(Natural language region descriptions)

########

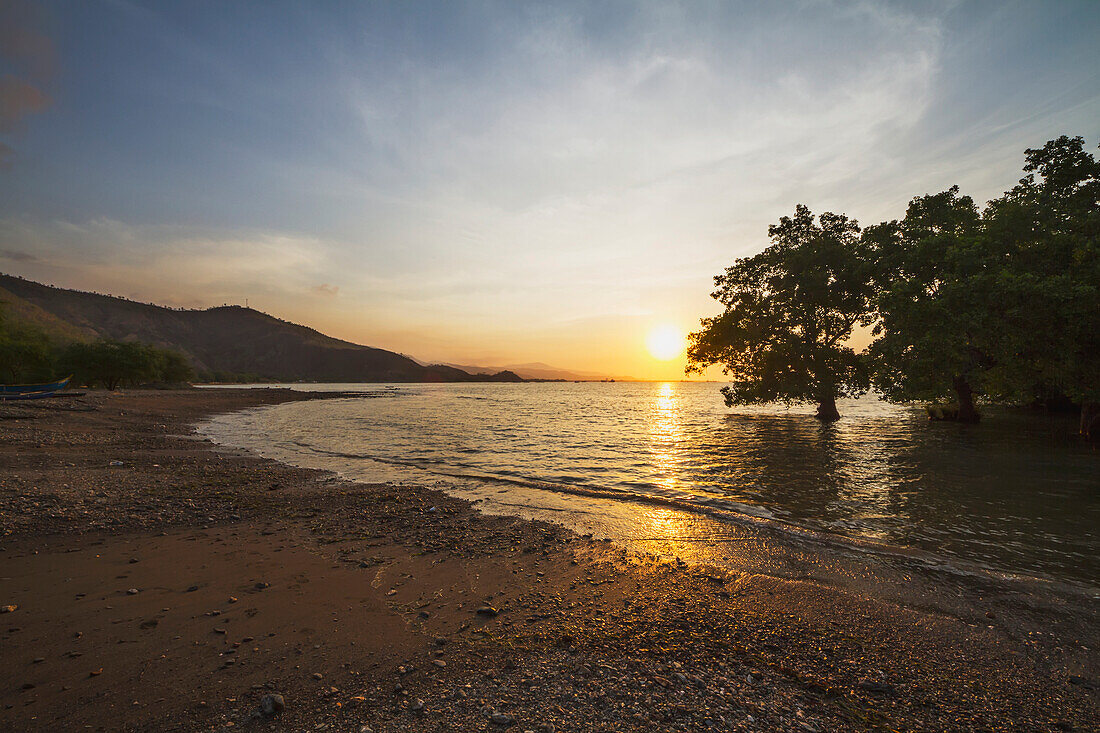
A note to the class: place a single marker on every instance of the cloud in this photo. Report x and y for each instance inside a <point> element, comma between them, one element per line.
<point>17,255</point>
<point>21,44</point>
<point>30,59</point>
<point>165,263</point>
<point>18,99</point>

########

:: Problem statement ::
Write out the data precisely as given, excluding the pictures.

:: Response to this exercise ::
A note to the class: place a single marker on every instance of the cloud in this photo. Report x and y for each instance inside a <point> element, comma between them, one element per line.
<point>17,255</point>
<point>21,44</point>
<point>30,59</point>
<point>165,263</point>
<point>18,99</point>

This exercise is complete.